Come nascono i testi di “de Mon Demon”, intorno a quali situazioni più soggettive oppure a quali più oggettive condizioni storico-sociali attuali?

ITDJ

I testi di “de Mon Demon” nascono da un iniziale rilascio di flussi di coscienza liberati dalle emozioni suscitate dalla musica (che in questo disco nasce prima delle parole). Quindi l’anima dei testi nasce da un’introspezione grezza e incontrollata. Come dicevo prima, è un po’ come se con questo lavoro di introspezione fosse stato scoperchiato un vaso di marciume che è confluito nella stesura dei testi. È un disco molto intimo, personale, che tratta di emozioni vere, non c’è niente di artefatto o di ricercato a tavolino. È nato tutto molto spontaneamente e le parole dei testi sono originate dai diversi mood suscitati dalle musiche. Di riferimenti espliciti a situazioni attuali non ce ne sono ma ovviamente ogni sentimento personale è influenzato dal contesto e dal momento storico, quindi, anche indirettamente, racconta sempre un po’ quello che succede intorno.

Davide

Come leggo nel comunicato stampa, è il vostro un album intenso e personale, diretto, inquietante ma liberatorio: liberatorio da cosa in particolare e in che modo?

SFIDE ▸
**1)** Ricopia il tratto dell'intervista che inizia con "Come leggo nel" e finisce con "in che modo?", rinominando "album" in "disco".
**2)** Scrivi il seguito dell'intervista, partendo subito dopo l'ultima frase.

DATI FORNITI ▸
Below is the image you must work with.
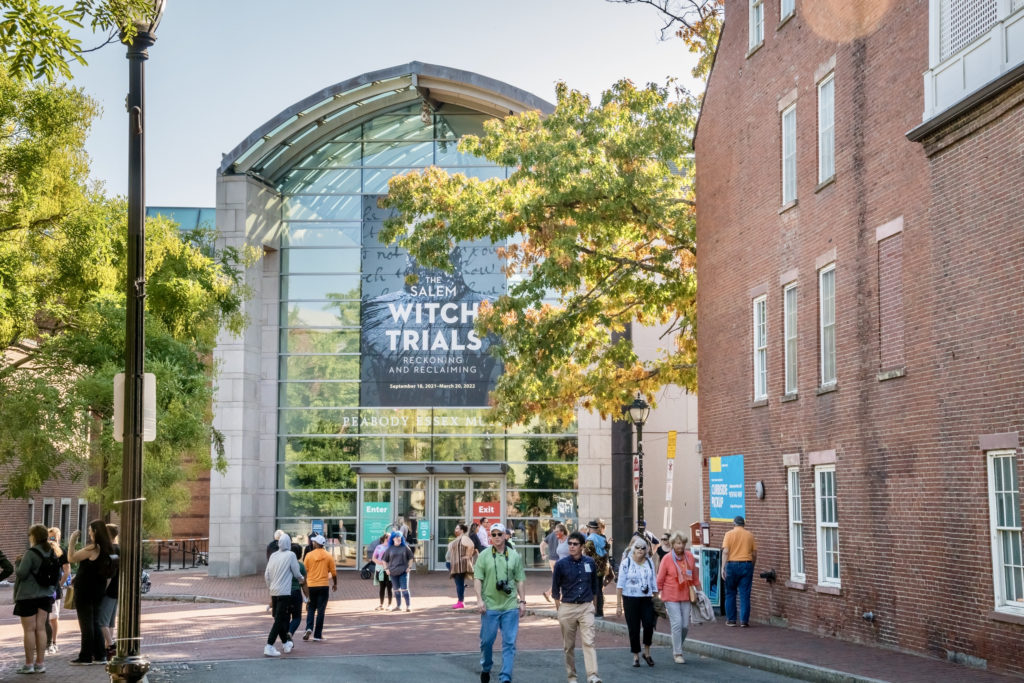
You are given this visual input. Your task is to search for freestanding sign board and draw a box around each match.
[708,456,746,522]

RISULTATI FINALI ▸
**1)**
Come leggo nel comunicato stampa, è il vostro un disco intenso e personale, diretto, inquietante ma liberatorio: liberatorio da cosa in particolare e in che modo?

**2)**
ITDJ

È stato un po’ uno sfogo, un modo per scaricare ansie, frustrazioni, paure e preoccupazioni. Una ricerca di liberazione veicolata dalla musica. È un album molto sincero, non ci sono finzioni o bugie, tutto quello che è stato scritto è vero e sentito e credo che questo si percepisca. La forma stessa del disco è sincera essendo nato tutto spontaneamente senza decisioni prese a tavolino, ci siamo lasciati guidare dalle emozioni che ci hanno condotto a questa forma musicale che probabilmente era la più consona per liberare il nostro messaggio. Le canzoni sono nate molto velocemente, come se fossero nascoste dentro e avessero avuto solo bisogno di essere liberate. È stata davvero un’esperienza unica, un’esplosione di creatività nata da un lavoro di squadra serrato e stimolante.

Davide

Perché la scelta della parola per lo più rappata, alternata comunque a frasi melodiche? Come avviene la scelta della parola rappata piuttosto che dell’invenzione melodica in “de Mon Demon”?

ITDJ

Lo stile rappato è stato influenzato dalle basi musicali, che sono nate prima. Inoltre, avevamo voglia di esplorare questo mondo che fino a quel momento non avevamo mai approfondito. Il Rap e l’Hip-Hop sono tra i nostri ascolti preferiti da sempre e forse fare un disco così era fisiologico e necessario sotto più punti di vista. Ascoltando le basi di Riccardo ho subito pensato che una voce ritmata ci sarebbe stata bene e così abbiamo iniziato a lavorare in questa direzione. È stata una rivelazione quando abbiamo capito che ci piaceva ciò che stava nascendo, noi che eravamo per lo più abituati a una scrittura piuttosto “rock”. Poi io ho sempre cantato cose più melodiche nei miei progetti musicali precedenti quindi qualcosa ho conservato anche di questo stile.

Davide

Come sono invece nate le musiche, partendo da quali idee musicali di base?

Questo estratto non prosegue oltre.